Task directions: Please pull out every line in the rows below that contains the word "rule" and copy each one unchanged.

Items:
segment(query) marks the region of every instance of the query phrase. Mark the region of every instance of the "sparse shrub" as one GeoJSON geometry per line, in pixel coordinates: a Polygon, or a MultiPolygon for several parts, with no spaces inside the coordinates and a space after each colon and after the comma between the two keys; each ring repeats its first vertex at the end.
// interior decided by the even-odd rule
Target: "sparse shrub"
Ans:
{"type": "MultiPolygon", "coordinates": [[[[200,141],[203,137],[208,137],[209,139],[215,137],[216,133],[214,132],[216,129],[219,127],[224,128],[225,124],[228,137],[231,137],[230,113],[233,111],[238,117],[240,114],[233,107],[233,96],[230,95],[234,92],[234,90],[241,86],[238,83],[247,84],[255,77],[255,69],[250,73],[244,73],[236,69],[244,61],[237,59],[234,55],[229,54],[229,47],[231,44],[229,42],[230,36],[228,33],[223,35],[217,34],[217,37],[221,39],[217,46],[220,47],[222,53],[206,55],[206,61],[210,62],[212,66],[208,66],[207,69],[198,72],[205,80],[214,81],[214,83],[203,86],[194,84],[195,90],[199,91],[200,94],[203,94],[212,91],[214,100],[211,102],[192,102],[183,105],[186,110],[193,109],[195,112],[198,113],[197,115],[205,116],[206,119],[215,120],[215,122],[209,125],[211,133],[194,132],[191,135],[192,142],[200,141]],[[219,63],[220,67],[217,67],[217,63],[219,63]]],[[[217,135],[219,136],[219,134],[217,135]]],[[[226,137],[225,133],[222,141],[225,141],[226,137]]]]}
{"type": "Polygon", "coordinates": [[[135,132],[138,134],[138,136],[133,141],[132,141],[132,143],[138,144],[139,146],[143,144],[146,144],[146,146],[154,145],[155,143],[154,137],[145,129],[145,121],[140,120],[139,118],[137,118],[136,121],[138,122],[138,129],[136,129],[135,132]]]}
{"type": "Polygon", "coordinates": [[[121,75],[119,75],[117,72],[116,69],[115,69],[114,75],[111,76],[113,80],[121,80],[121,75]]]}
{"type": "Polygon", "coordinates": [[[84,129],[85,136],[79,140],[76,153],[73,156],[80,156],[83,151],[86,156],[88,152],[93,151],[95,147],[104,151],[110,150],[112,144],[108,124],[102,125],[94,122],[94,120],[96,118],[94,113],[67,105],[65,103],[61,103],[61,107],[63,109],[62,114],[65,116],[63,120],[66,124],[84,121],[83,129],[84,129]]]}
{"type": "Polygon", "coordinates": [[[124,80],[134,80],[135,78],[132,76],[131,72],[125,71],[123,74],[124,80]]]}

Task output:
// interior decided by the even-odd rule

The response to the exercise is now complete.